Exercise material:
═══
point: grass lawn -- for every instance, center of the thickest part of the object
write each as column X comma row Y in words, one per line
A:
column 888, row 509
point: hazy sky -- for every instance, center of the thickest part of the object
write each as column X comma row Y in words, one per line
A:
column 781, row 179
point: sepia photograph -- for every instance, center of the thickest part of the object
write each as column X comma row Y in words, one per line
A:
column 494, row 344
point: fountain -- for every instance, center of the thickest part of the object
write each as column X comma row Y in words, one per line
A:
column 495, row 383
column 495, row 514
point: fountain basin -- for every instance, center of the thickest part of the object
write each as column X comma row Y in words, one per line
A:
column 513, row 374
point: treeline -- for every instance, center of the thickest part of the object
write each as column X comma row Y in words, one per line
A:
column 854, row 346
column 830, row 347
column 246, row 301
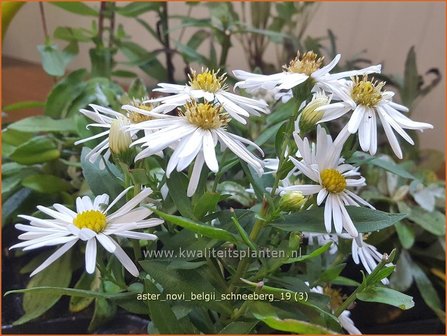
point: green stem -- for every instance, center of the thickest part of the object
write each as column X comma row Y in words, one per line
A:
column 345, row 305
column 224, row 52
column 166, row 41
column 254, row 234
column 287, row 136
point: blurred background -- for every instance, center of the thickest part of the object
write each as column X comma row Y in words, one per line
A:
column 380, row 32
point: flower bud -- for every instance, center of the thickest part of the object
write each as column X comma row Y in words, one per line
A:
column 292, row 201
column 309, row 117
column 119, row 140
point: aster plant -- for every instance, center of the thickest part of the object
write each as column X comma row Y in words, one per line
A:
column 230, row 202
column 180, row 159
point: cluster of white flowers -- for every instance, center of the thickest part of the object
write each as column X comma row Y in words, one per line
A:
column 192, row 120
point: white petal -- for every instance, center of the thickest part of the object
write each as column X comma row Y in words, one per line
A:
column 137, row 235
column 391, row 137
column 356, row 119
column 347, row 222
column 131, row 204
column 52, row 258
column 90, row 256
column 328, row 214
column 321, row 196
column 106, row 242
column 306, row 189
column 55, row 214
column 195, row 175
column 337, row 214
column 125, row 260
column 209, row 152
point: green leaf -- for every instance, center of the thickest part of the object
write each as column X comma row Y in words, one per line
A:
column 37, row 303
column 402, row 278
column 186, row 281
column 427, row 290
column 206, row 230
column 137, row 89
column 433, row 222
column 23, row 105
column 137, row 8
column 53, row 61
column 235, row 192
column 406, row 234
column 412, row 79
column 101, row 91
column 100, row 180
column 73, row 34
column 46, row 290
column 37, row 150
column 313, row 254
column 268, row 133
column 179, row 182
column 206, row 203
column 238, row 327
column 365, row 220
column 387, row 296
column 362, row 158
column 42, row 124
column 62, row 95
column 293, row 326
column 13, row 203
column 184, row 264
column 331, row 273
column 47, row 184
column 88, row 282
column 76, row 8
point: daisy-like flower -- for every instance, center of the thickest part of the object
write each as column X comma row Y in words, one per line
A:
column 113, row 123
column 369, row 102
column 303, row 67
column 104, row 118
column 323, row 165
column 210, row 86
column 90, row 223
column 194, row 134
column 367, row 255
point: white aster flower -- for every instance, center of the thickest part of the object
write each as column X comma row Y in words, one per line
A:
column 323, row 165
column 115, row 136
column 90, row 222
column 367, row 255
column 104, row 118
column 194, row 135
column 211, row 87
column 367, row 101
column 309, row 65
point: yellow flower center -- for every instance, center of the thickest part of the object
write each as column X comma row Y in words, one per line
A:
column 119, row 140
column 91, row 219
column 307, row 64
column 333, row 181
column 367, row 92
column 136, row 117
column 205, row 115
column 208, row 80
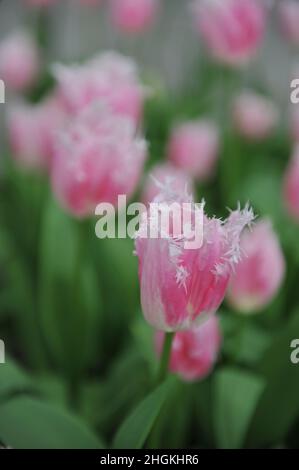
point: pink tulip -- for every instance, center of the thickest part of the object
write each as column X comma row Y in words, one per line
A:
column 289, row 19
column 31, row 131
column 291, row 186
column 231, row 29
column 96, row 159
column 259, row 274
column 254, row 116
column 193, row 352
column 110, row 77
column 133, row 16
column 163, row 175
column 180, row 286
column 194, row 147
column 19, row 61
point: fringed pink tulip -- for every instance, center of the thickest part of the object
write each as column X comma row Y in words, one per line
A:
column 181, row 287
column 98, row 158
column 194, row 147
column 134, row 16
column 291, row 186
column 231, row 29
column 254, row 116
column 259, row 274
column 32, row 131
column 110, row 77
column 19, row 61
column 193, row 352
column 165, row 175
column 289, row 19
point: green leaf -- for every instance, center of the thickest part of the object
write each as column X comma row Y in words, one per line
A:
column 31, row 424
column 278, row 406
column 12, row 379
column 136, row 428
column 236, row 394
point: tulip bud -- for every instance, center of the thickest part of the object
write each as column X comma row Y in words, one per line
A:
column 193, row 352
column 193, row 147
column 32, row 130
column 164, row 175
column 19, row 61
column 291, row 186
column 96, row 159
column 231, row 29
column 259, row 274
column 182, row 284
column 254, row 116
column 110, row 77
column 133, row 16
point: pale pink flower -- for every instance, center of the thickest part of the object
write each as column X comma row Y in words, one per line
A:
column 32, row 131
column 110, row 77
column 180, row 286
column 194, row 148
column 134, row 16
column 19, row 61
column 193, row 352
column 96, row 159
column 289, row 19
column 231, row 29
column 259, row 274
column 291, row 186
column 164, row 175
column 254, row 116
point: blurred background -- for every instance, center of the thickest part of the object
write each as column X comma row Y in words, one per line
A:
column 80, row 358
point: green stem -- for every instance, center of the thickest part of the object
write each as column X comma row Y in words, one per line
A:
column 164, row 362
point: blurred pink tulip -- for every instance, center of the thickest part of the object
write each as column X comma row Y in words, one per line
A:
column 193, row 352
column 96, row 159
column 289, row 19
column 163, row 175
column 291, row 186
column 180, row 286
column 19, row 61
column 259, row 274
column 31, row 132
column 110, row 77
column 232, row 29
column 134, row 16
column 194, row 147
column 254, row 116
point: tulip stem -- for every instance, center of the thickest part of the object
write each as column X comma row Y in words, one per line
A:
column 165, row 357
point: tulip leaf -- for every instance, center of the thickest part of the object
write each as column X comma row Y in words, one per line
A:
column 278, row 407
column 236, row 394
column 136, row 428
column 26, row 423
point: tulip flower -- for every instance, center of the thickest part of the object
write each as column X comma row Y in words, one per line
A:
column 19, row 61
column 254, row 116
column 32, row 130
column 110, row 77
column 164, row 175
column 133, row 16
column 96, row 159
column 231, row 29
column 289, row 19
column 291, row 186
column 193, row 147
column 180, row 286
column 259, row 274
column 193, row 352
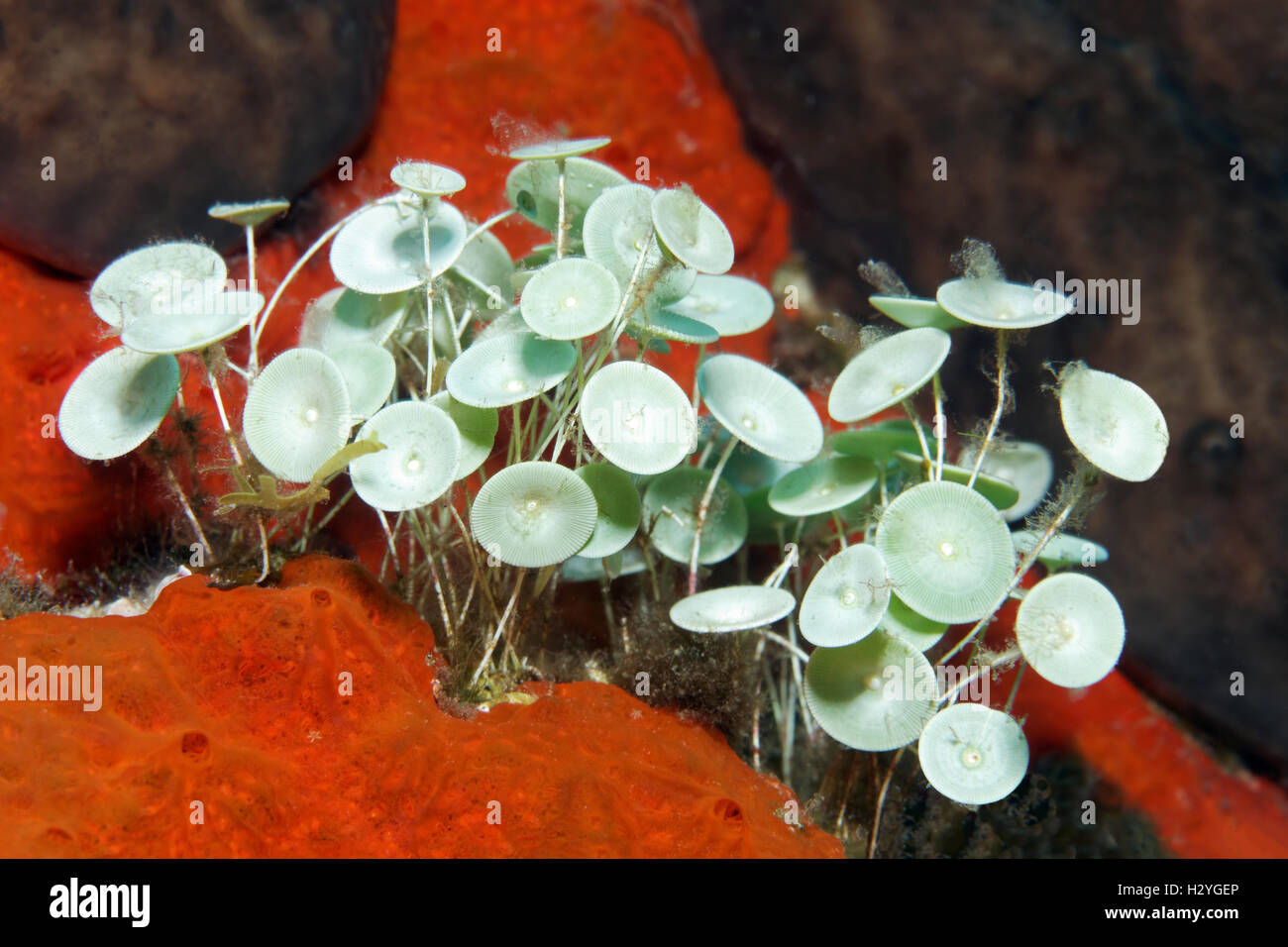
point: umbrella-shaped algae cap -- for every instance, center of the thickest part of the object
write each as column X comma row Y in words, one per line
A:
column 880, row 441
column 691, row 231
column 417, row 463
column 874, row 694
column 888, row 372
column 1113, row 423
column 671, row 510
column 117, row 402
column 618, row 227
column 209, row 320
column 249, row 214
column 558, row 149
column 664, row 324
column 532, row 188
column 155, row 279
column 948, row 552
column 846, row 598
column 426, row 179
column 915, row 629
column 761, row 407
column 369, row 373
column 999, row 304
column 533, row 514
column 477, row 427
column 638, row 418
column 733, row 608
column 297, row 414
column 570, row 298
column 509, row 368
column 1024, row 464
column 1070, row 629
column 999, row 492
column 974, row 754
column 913, row 312
column 730, row 304
column 343, row 317
column 382, row 249
column 823, row 486
column 618, row 509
═══
Do this: Reproduce the whole listing above line for line, without changing anything, and omit the pictures.

Exercise result:
point: grass lawn -- for every instance, center of the thickest part of the object
write each as column X comma row Y in words, one per line
A:
column 888, row 509
point: hazy sky -- for every instance, center of the thickest part of the object
write each as column X comma row Y in words, one per line
A:
column 781, row 179
point: sepia photograph -- for every instance, center of the thickest part of the object
write each as column X comma row Y in words, one per line
A:
column 494, row 344
point: fountain -- for every instance, center of the thickest part of the object
write each as column X comma row Y in words, one per line
A:
column 495, row 383
column 495, row 514
point: fountain basin -- for every instance, center of the thickest part of the object
write each as column X comma row Y in words, one per line
A:
column 513, row 374
point: treeline -- for every instance, center of the thickest part of the object
write each as column X comma row Y in words, one per line
A:
column 854, row 346
column 830, row 347
column 246, row 301
point: green stem -- for every instance, center of the thickest part of the object
write each as column X comma row Y in words, one per line
A:
column 345, row 305
column 224, row 52
column 166, row 41
column 254, row 234
column 287, row 136
point: blurred background -- for every instance, center of the thickest part of the object
write each as column X comma row Y in words, one per line
A:
column 380, row 32
point: flower bud -- for every instance, center of the thickest part of the object
write each as column X comma row Y in words, one per line
A:
column 292, row 201
column 309, row 117
column 119, row 140
point: aster plant -- for every instance, center of the thickest part of the object
write each as column X comma row Y in words, one per line
A:
column 230, row 202
column 180, row 159
point: cluster of white flowers -- for every instance, center of the thickest part of the object
write each as column X comma row Y in words, one per line
A:
column 192, row 120
point: white petal -- for every instance, center of the thickest part of the object
write each as column X comma row Y in words, one per line
A:
column 137, row 235
column 391, row 137
column 356, row 119
column 347, row 222
column 131, row 204
column 52, row 258
column 90, row 256
column 328, row 214
column 321, row 196
column 106, row 242
column 306, row 189
column 55, row 214
column 195, row 175
column 337, row 214
column 125, row 260
column 209, row 152
point: green leaf -- for every instance, center of the thickest part of the object
write each as column X comma row Y in words, one per line
A:
column 37, row 303
column 402, row 278
column 186, row 281
column 427, row 290
column 206, row 230
column 137, row 89
column 433, row 222
column 23, row 105
column 137, row 8
column 53, row 61
column 235, row 192
column 406, row 234
column 412, row 79
column 101, row 91
column 100, row 180
column 73, row 34
column 46, row 290
column 37, row 150
column 313, row 254
column 268, row 133
column 179, row 182
column 206, row 203
column 238, row 327
column 365, row 220
column 387, row 296
column 362, row 158
column 42, row 124
column 62, row 95
column 293, row 326
column 13, row 203
column 184, row 264
column 331, row 273
column 47, row 184
column 88, row 282
column 76, row 8
point: daisy-like flower -- for every instance, center of the thickest part of the object
write each as column X comma row Y in words, one per line
A:
column 113, row 123
column 369, row 102
column 303, row 67
column 104, row 118
column 323, row 165
column 210, row 86
column 90, row 223
column 194, row 134
column 367, row 255
point: white aster flower -- for every instance, center of the thickest part of the object
write each as column X comma row Y in words, one per line
A:
column 323, row 165
column 115, row 136
column 90, row 222
column 367, row 255
column 104, row 118
column 194, row 135
column 211, row 87
column 367, row 101
column 309, row 65
point: yellow flower center -- for every instance, center of the thickest part of the object
write each as column X comma row Y in words, one per line
A:
column 119, row 140
column 91, row 219
column 307, row 64
column 333, row 181
column 367, row 92
column 136, row 117
column 205, row 115
column 208, row 80
point: pink tulip -- for every instance, center of the thickest part of the object
write each as column X comma row Y in words, one per line
A:
column 289, row 19
column 31, row 131
column 291, row 186
column 231, row 29
column 96, row 159
column 259, row 274
column 254, row 116
column 193, row 352
column 110, row 77
column 133, row 16
column 163, row 175
column 180, row 286
column 194, row 147
column 19, row 61
point: fringed pink tulip -- for every instance, center of the thickest part of the object
write each as column X comma row Y in words, one per line
A:
column 181, row 287
column 98, row 158
column 194, row 147
column 134, row 16
column 291, row 186
column 231, row 29
column 254, row 116
column 259, row 274
column 32, row 131
column 110, row 77
column 19, row 61
column 193, row 352
column 165, row 175
column 289, row 19
point: green leaf -- for every instance, center of the thickest part of the object
write each as column X comma row Y in words, one per line
A:
column 31, row 424
column 278, row 406
column 12, row 379
column 136, row 428
column 236, row 394
point: tulip bud -- for every instance, center of the thickest part of the object
write each as column X comma row Y in words, one per line
A:
column 193, row 352
column 193, row 147
column 32, row 130
column 164, row 175
column 19, row 61
column 291, row 186
column 96, row 159
column 231, row 29
column 259, row 274
column 182, row 284
column 254, row 116
column 110, row 77
column 133, row 16
point: pale pink flower -- for every instance, center of the thickest part of the object
write each as column X comma row Y in words, one per line
A:
column 32, row 131
column 110, row 77
column 180, row 286
column 194, row 148
column 134, row 16
column 19, row 61
column 193, row 352
column 96, row 159
column 289, row 19
column 231, row 29
column 259, row 274
column 291, row 186
column 164, row 175
column 254, row 116
point: blurred background -- for every instance, center of the thickest part of the object
write each as column X comma row Y in words, one per line
A:
column 80, row 358
point: green stem -- for every instance, center of the thickest part of the object
write each as column X comma row Y in words, one per line
A:
column 164, row 362
point: blurred pink tulip -- for every instance, center of the thickest part of the object
write each as column X comma row Y in words, one per line
A:
column 193, row 352
column 96, row 159
column 289, row 19
column 163, row 175
column 291, row 186
column 180, row 286
column 19, row 61
column 259, row 274
column 31, row 132
column 110, row 77
column 232, row 29
column 134, row 16
column 194, row 147
column 254, row 116
point: tulip stem -- for every instance, center of the thickest part of the object
write each as column X comma row Y in words, one per line
A:
column 165, row 357
point: tulip leaf -- for every instance, center of the thickest part of the object
write each as column X comma row Y in words, one per line
A:
column 278, row 407
column 236, row 394
column 136, row 428
column 26, row 423
point: tulip flower -- for every instance, center of the thickest part of the object
write each as column X comma row Y in words, one per line
A:
column 19, row 61
column 254, row 116
column 32, row 130
column 110, row 77
column 164, row 175
column 133, row 16
column 96, row 159
column 231, row 29
column 289, row 19
column 291, row 186
column 193, row 147
column 180, row 286
column 259, row 274
column 193, row 352
point: umbrella-shaped algae cap -- for every instance, center of the thickest part of the object
write each as column X comma row Y in words, one per line
A:
column 880, row 441
column 691, row 231
column 417, row 463
column 874, row 694
column 888, row 372
column 1113, row 423
column 671, row 510
column 117, row 402
column 618, row 227
column 209, row 320
column 249, row 214
column 558, row 149
column 664, row 324
column 532, row 188
column 155, row 279
column 948, row 552
column 846, row 598
column 426, row 179
column 915, row 629
column 761, row 407
column 369, row 373
column 999, row 304
column 533, row 514
column 477, row 427
column 638, row 418
column 733, row 608
column 297, row 414
column 570, row 298
column 509, row 368
column 1024, row 464
column 1070, row 629
column 999, row 492
column 974, row 754
column 913, row 312
column 730, row 304
column 343, row 317
column 382, row 249
column 823, row 486
column 618, row 509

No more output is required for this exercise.